- [Tasks]
a) List each duty of the Executor that the probate FAQ names in its answer to "What is Probate Administration?"
b) Write the next part of the probate FAQ, picking up after its last sentence.

Gardiner Law PLLC

Frequently Asked Questions

Disclaimer:  The answers to these FAQs are for general informational purposes only and are not intended as legal advice or the establishment of an attorney-client relationship. 

If a person has a Will does the Estate still need to go through Probate?

Yes.  Having a will does not avoid court probate proceedings for those assets titled in an individual’s  name at his/her death.  Typical assets that need to be probated are titled assets in an individual’s name alone (bank accounts, Certificates of Deposit, mutual funds, vehicles, U.S. Savings Bonds), titled assets owned with someone else as tenants in common, or assets like life insurance or retirement accounts that do not have a designated beneficiary. 

Assets owned jointly with someone else with rights of survivorship will pass directly to the joint owner upon a person’s death.  Assets with a beneficiary designation such as a life insurance or retirement account will pass to the named beneficiary.  Additionally in NH a surviving spouse can transfer the title to a family purpose household vehicle.

What is Probate Administration?

Probate administration is a court process where the Executor submits a Petition to administer the estate upon an individual’s death.  The petition is filed generally in the County and State where the decedent last resided or in the State where the decedent owns real estate.  There are certain interested parties that need to be notified of the probate, such as persons named in a Will, the statutory heirs at law and any creditors of the decedent.  The duties of the Executor vary but may include posting a bond, filing an inventory, finding and notifying interested persons and creditors, gathering and/or selling assets, paying all legitimate debts, filing tax returns, and filing accountings. 

There is a minimum 6 month time period for probates to stay open in New Hampshire to allow creditors the opportunity to file claims.  Once all the duties are taken care of the Executor will request permission from the court to distribute the decedent’s assets according to the decedent’s wishes as stated in the Will or to the decedent’s heirs at law pursuant to the intestate statute if there is no Will.

Can Probate be Avoided?

Yes.  Probate is only necessary for titled assets that are in the name of the decedent alone.  Probate can be avoided in many ways.  Assets can be titled in joint ownership with someone else, beneficiaries can be listed on certain assets, a transfer on death (TOD) or payable on death (POD) designation may be used on some assets, and property can be gifted during lifetime, with or without retaining any interest.  However, many of these techniques have unintended consequences – joint ownership may subject your assets to a joint owner’s creditors, listing a minor or spendthrift as beneficiary on an account may not be wise, and gifting during your lifetime can cause potential tax consequences or complicate Medicaid eligibility.  Another way to avoid probate is to create a Revocable Living Trust also known as a Grantor trust.

- [Data excerpts]
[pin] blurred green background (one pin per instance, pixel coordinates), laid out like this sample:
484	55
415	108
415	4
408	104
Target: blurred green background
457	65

- [Answers by item]
a)
- Posting a bond
- Filing an inventory
- Finding and notifying interested persons and creditors
- Gathering and/or selling assets
- Paying all legitimate debts
- Filing tax returns
- Filing accountings

b)
What is a Revocable Living Trust or a Grantor Trust?

A Revocable Living Trust or a Grantor Trust is a document that allows a Grantor to transfer assets to the trust but retain ownership, control and beneficial use of the assets while the Grantor is alive and competent.  The Grantor names a person to take care of things if the Grantor becomes incompetent or upon death, called a Successor Trustee.  The Grantor states his/her wishes as to distribution of his/her assets as he/she sees fit with conditions on distribution if necessary due to minority, disability or other reasons.  If all assets are properly transferred to the trust, a Revocable Living Trust can avoid probate.  Administering a Revocable Living Trust after the Grantor’s death is generally private, not subject to court monitoring and allows for quicker distribution than if an estate has to go through a probate.  A Revocable Living Trust does not protect assets from creditors or assist with Medicaid eligibility. 

What is a Durable Financial Power of Attorney?

A Durable Financial Power of Attorney is a very powerful document allowing the Principal to name an Agent to take care of the Principal’s finances.  Although the intention is that the Power will only be used in the event the Principal is unable to attend to his/her financial affairs due to a mental or physical disability, a Power of Attorney is generally effective as soon as it is executed, therefore the Agent should be someone the Principal trusts completely.  There is no court oversight or bond.  Agents have fiduciary duties to the Principal that he/she must uphold and if those duties are violated, the Agent can be responsible for civil and criminal penalties.   A Durable Financial Power of Attorney properly drafted and executed can help avoid a Guardianship proceeding in the event of incompetency.

Disclaimer:  The answers to these FAQs are for general informational purposes only and are not intended as legal advice or the establishment of an attorney-client relationship.